What is expected – Rewrite each of the items below, swapping "hoof" for "paw" and leaving every other word unchanged. Omit the pictures from your answer.
------------------------------------------------------------
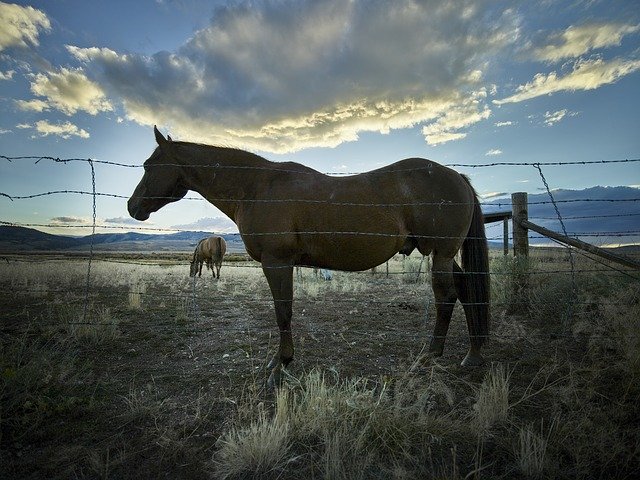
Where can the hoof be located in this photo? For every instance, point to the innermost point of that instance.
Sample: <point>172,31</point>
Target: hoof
<point>473,360</point>
<point>274,380</point>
------------------------------------------------------------
Finished task –
Where can the paw be located in this photo? For every instance, point to the innermost point of that instance.
Sample: <point>172,31</point>
Target: paw
<point>473,360</point>
<point>274,380</point>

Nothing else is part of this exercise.